Problem statement: Show each line of the items below that contains the word "church", copying every such line in full.

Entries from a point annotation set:
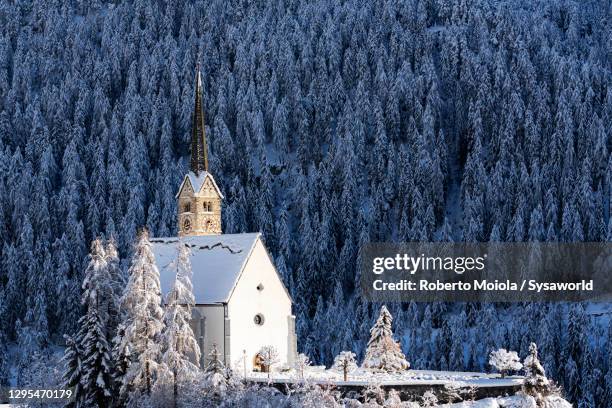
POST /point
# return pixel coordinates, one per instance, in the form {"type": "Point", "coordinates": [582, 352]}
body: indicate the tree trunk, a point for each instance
{"type": "Point", "coordinates": [148, 378]}
{"type": "Point", "coordinates": [175, 389]}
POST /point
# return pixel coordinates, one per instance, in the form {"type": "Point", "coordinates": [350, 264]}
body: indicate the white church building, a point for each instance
{"type": "Point", "coordinates": [241, 302]}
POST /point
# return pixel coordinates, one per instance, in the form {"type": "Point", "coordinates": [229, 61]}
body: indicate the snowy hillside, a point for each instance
{"type": "Point", "coordinates": [331, 124]}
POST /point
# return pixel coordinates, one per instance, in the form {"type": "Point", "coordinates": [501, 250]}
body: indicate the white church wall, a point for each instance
{"type": "Point", "coordinates": [272, 302]}
{"type": "Point", "coordinates": [212, 319]}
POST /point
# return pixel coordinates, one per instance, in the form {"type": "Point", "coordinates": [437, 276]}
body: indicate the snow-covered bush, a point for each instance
{"type": "Point", "coordinates": [374, 394]}
{"type": "Point", "coordinates": [345, 363]}
{"type": "Point", "coordinates": [384, 353]}
{"type": "Point", "coordinates": [505, 361]}
{"type": "Point", "coordinates": [536, 384]}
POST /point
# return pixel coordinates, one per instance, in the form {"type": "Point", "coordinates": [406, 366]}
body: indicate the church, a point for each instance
{"type": "Point", "coordinates": [241, 302]}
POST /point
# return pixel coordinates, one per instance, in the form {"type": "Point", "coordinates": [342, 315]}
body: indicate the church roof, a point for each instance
{"type": "Point", "coordinates": [217, 262]}
{"type": "Point", "coordinates": [197, 181]}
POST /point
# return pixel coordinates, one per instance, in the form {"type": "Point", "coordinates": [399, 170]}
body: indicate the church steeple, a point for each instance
{"type": "Point", "coordinates": [199, 149]}
{"type": "Point", "coordinates": [199, 197]}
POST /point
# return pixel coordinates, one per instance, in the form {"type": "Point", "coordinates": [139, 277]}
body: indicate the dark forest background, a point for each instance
{"type": "Point", "coordinates": [330, 124]}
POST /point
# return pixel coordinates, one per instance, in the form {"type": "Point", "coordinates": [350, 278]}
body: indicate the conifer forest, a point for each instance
{"type": "Point", "coordinates": [330, 124]}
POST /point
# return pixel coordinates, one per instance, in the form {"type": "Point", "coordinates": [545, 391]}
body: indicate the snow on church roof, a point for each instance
{"type": "Point", "coordinates": [197, 181]}
{"type": "Point", "coordinates": [216, 261]}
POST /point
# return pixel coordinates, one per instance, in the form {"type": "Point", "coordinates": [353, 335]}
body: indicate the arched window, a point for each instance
{"type": "Point", "coordinates": [258, 319]}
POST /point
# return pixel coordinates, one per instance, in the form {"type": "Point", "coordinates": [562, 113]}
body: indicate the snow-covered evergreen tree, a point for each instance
{"type": "Point", "coordinates": [505, 361]}
{"type": "Point", "coordinates": [345, 362]}
{"type": "Point", "coordinates": [384, 353]}
{"type": "Point", "coordinates": [179, 346]}
{"type": "Point", "coordinates": [88, 363]}
{"type": "Point", "coordinates": [536, 384]}
{"type": "Point", "coordinates": [73, 371]}
{"type": "Point", "coordinates": [269, 357]}
{"type": "Point", "coordinates": [301, 364]}
{"type": "Point", "coordinates": [143, 322]}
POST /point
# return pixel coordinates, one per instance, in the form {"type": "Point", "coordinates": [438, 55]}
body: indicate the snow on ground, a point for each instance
{"type": "Point", "coordinates": [409, 377]}
{"type": "Point", "coordinates": [515, 401]}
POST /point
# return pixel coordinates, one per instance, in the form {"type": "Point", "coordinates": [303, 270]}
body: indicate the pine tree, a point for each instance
{"type": "Point", "coordinates": [384, 353]}
{"type": "Point", "coordinates": [179, 345]}
{"type": "Point", "coordinates": [345, 362]}
{"type": "Point", "coordinates": [143, 322]}
{"type": "Point", "coordinates": [87, 358]}
{"type": "Point", "coordinates": [536, 384]}
{"type": "Point", "coordinates": [73, 370]}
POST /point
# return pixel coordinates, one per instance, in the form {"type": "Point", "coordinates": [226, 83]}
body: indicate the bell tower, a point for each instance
{"type": "Point", "coordinates": [199, 197]}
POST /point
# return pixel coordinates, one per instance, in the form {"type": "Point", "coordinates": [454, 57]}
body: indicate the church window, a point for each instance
{"type": "Point", "coordinates": [258, 319]}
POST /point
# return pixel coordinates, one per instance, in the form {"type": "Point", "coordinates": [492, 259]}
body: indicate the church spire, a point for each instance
{"type": "Point", "coordinates": [199, 151]}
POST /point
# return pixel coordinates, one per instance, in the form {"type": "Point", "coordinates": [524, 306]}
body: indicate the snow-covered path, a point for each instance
{"type": "Point", "coordinates": [410, 377]}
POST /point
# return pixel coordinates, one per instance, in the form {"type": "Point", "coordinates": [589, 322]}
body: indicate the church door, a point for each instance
{"type": "Point", "coordinates": [258, 364]}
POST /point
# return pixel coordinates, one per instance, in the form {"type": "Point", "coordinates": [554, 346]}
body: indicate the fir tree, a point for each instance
{"type": "Point", "coordinates": [179, 345]}
{"type": "Point", "coordinates": [345, 362]}
{"type": "Point", "coordinates": [383, 352]}
{"type": "Point", "coordinates": [143, 322]}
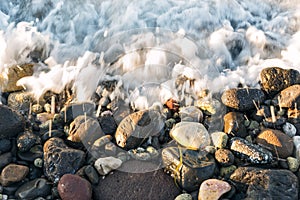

Full output:
body: indicate the white church building, a point for each instance
body: indicate the white church wall, a point for each instance
body: indicate the church, a point for each instance
body: indicate the church roof, a point for each instance
body: indicate the church steeple, a point for each instance
body: indicate the snow on church roof, a point for each instance
body: indicate the church window, a point for each instance
body: indicate the church spire, a point for each instance
body: indicate the church door, a point for each instance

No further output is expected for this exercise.